THE REQUEST: Rewrite the lines below with every "one point per instance" changed to "a single point for each instance" and nothing else altered, and leave out the pictures.

EXCERPTED RECORDS:
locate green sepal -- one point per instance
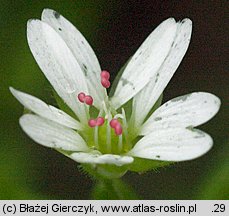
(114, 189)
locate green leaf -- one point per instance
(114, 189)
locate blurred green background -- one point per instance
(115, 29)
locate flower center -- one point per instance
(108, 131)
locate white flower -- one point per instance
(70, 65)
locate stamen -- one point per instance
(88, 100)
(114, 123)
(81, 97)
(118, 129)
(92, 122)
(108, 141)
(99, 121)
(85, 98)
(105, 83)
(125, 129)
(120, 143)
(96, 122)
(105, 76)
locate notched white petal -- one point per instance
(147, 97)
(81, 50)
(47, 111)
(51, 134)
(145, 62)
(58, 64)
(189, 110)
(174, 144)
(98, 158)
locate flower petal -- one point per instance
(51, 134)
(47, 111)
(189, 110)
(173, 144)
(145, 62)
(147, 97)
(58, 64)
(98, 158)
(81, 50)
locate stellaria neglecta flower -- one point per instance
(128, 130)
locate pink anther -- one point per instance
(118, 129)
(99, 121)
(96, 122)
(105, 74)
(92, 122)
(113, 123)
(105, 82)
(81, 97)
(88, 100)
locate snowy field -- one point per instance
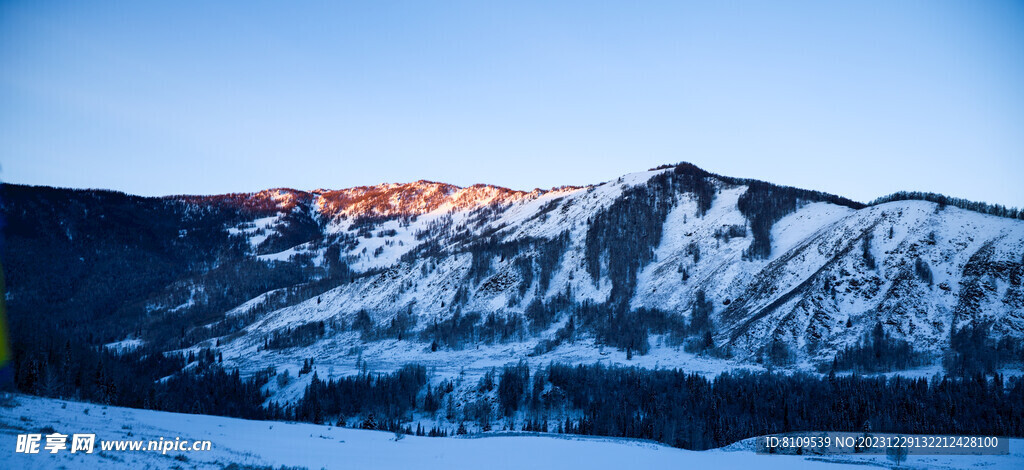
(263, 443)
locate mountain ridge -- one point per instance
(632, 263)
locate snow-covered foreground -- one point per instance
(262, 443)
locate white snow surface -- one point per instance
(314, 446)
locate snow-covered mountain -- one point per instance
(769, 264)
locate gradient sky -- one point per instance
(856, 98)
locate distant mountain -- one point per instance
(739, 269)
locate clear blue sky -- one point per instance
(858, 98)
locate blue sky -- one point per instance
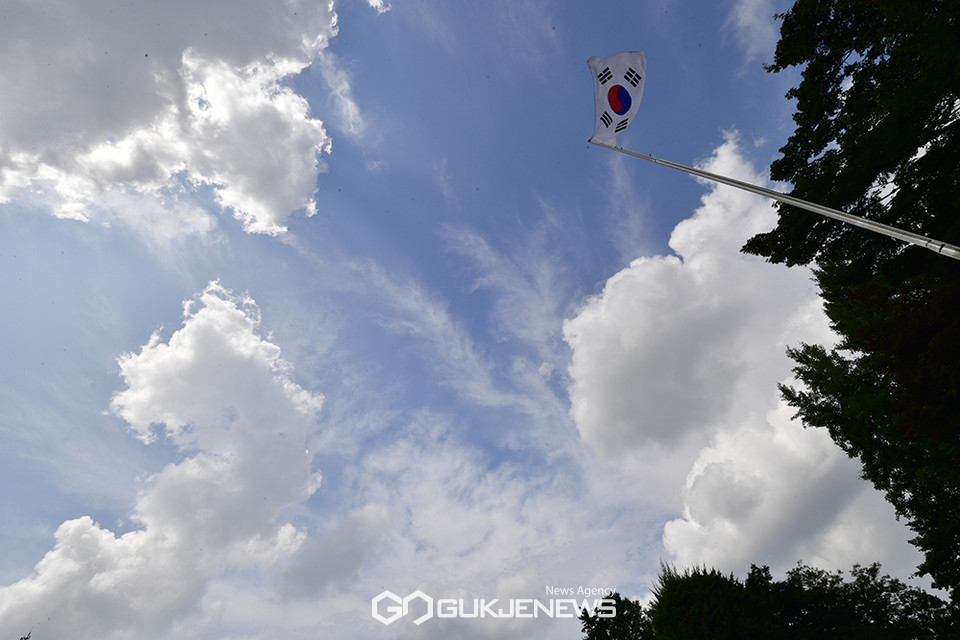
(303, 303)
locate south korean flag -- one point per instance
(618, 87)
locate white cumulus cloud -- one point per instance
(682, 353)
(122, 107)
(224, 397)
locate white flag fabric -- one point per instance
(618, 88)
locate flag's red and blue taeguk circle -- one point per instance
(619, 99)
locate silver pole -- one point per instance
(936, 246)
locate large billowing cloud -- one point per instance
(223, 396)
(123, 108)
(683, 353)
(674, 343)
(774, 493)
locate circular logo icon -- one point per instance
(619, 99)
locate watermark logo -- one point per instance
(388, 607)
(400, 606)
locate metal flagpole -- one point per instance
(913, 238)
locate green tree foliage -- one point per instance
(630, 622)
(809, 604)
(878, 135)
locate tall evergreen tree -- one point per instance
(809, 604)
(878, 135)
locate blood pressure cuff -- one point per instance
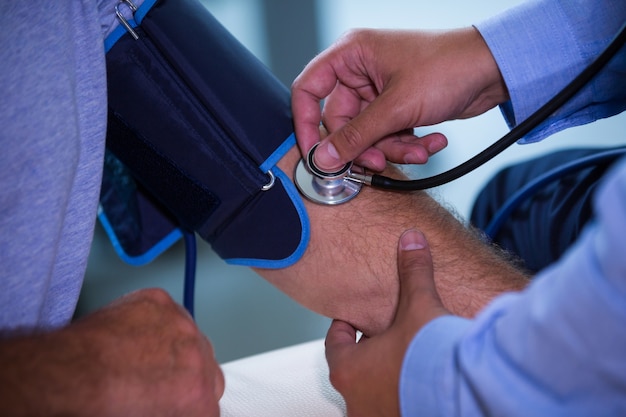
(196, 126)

THE RESPONSE:
locate green sepal -- a single point for each instance
(114, 189)
locate green leaf -- a single point for each instance
(114, 189)
locate blurred green background -- a single point for each instance
(115, 29)
locate flower center -- a single point for each instance
(108, 131)
locate white flower -- a single point for each instance
(70, 65)
locate stamen -- a single point for each instance
(88, 100)
(114, 123)
(81, 97)
(118, 129)
(92, 122)
(108, 141)
(99, 121)
(85, 98)
(105, 83)
(125, 129)
(120, 143)
(96, 122)
(105, 76)
locate notched white petal -- a single point for each instance
(147, 97)
(81, 50)
(47, 111)
(51, 134)
(145, 62)
(58, 64)
(189, 110)
(174, 144)
(98, 158)
locate flower petal -- a single point for each instance
(51, 134)
(47, 111)
(189, 110)
(173, 144)
(145, 62)
(147, 97)
(58, 64)
(98, 158)
(81, 50)
locate stellaria neglecta flower -- a single point for each instance
(128, 130)
locate pink anther -- a single point for each instance
(118, 129)
(99, 121)
(96, 122)
(105, 74)
(92, 122)
(113, 123)
(105, 82)
(81, 97)
(88, 100)
locate snowy field -- a single point for each instance
(263, 443)
locate mountain ridge -- a single point for each instance
(632, 263)
locate snow-covered foreground -- a single point for each instance
(262, 443)
locate white snow surface -- a single point for each instance
(314, 446)
locate snow-covered mountain -- a single point for each instance
(769, 264)
locate gradient sky -- a single point for each instance
(856, 98)
locate distant mountain -- a single point for each instance
(739, 269)
locate clear blue sky -- a single point for each instance
(858, 98)
locate blue sky -- a single point for each instance
(303, 303)
locate south korean flag -- a single point for each instance
(618, 87)
locate white cumulus cloud -- a single point for each instance
(682, 353)
(122, 107)
(224, 397)
locate white flag fabric -- a single point for each instance
(618, 88)
locate flag's red and blue taeguk circle -- a single point for each instance
(619, 99)
locate silver pole -- a single point for each instance
(936, 246)
locate large billowing cloud -- a single point for each instance
(223, 396)
(123, 108)
(683, 353)
(674, 343)
(774, 493)
locate circular logo icon -- a single point for each instance
(619, 99)
locate watermark logo -- a single point for each instance
(388, 607)
(400, 606)
locate metal flagpole -- a single point for each instance
(913, 238)
locate green tree foliage -- a single point for each instance
(630, 622)
(809, 604)
(878, 135)
locate tall evergreen tree -- a single point for each instance
(809, 604)
(878, 135)
locate blood pressure cuff -- a single point for each instance
(196, 126)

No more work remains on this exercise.